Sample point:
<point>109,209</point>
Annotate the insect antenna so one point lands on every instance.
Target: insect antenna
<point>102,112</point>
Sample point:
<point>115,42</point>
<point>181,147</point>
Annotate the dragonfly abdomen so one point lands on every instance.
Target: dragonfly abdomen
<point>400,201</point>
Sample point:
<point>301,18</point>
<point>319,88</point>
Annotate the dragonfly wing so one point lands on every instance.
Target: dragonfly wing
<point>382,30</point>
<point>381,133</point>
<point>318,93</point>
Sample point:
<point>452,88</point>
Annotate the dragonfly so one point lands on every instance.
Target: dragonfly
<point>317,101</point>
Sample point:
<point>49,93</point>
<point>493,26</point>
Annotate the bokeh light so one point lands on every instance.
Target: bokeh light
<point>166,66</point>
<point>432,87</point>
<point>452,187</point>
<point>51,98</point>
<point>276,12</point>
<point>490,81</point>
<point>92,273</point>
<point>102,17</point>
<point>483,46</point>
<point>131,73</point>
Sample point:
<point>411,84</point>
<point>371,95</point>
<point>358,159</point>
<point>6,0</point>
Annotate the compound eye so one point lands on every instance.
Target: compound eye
-----
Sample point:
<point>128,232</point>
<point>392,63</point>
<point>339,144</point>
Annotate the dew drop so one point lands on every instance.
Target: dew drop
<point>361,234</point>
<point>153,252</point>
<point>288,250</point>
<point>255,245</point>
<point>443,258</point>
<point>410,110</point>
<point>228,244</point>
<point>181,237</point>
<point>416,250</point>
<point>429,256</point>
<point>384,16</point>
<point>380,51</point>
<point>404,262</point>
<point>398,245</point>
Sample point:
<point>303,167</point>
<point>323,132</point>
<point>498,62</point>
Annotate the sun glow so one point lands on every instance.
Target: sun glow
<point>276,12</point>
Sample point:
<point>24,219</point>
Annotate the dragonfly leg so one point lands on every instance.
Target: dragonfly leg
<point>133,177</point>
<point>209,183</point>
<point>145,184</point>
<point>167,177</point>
-----
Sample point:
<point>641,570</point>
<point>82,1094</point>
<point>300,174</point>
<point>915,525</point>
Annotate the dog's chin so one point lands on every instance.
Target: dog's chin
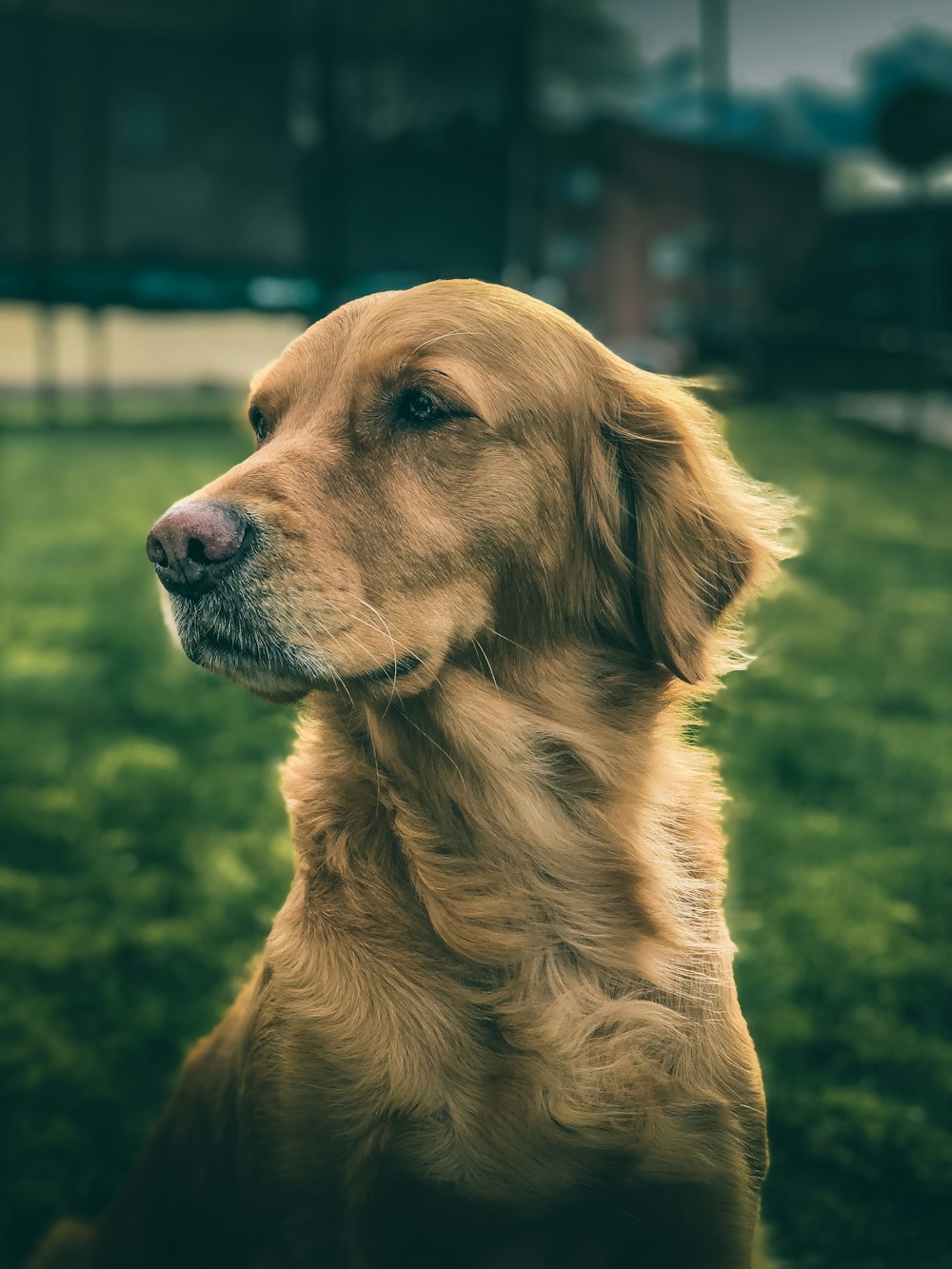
-----
* WORK ORDER
What you give back should be only the lines of the records above, starting at the line with "Annotate the dragonfly abdomen" and ending at the line with "Annotate the dragonfly so", restated word for word.

* WRITTEN RESPONSE
Annotate the dragonfly abdomen so one point lands on every instance.
Target: dragonfly abdomen
<point>400,201</point>
Sample point:
<point>301,18</point>
<point>319,88</point>
Annotate the dragonfly wing so one point lands on every instance.
Target: dragonfly wing
<point>382,30</point>
<point>381,133</point>
<point>318,93</point>
Sample point:
<point>452,88</point>
Annotate the dragonfly so one point lands on every instance.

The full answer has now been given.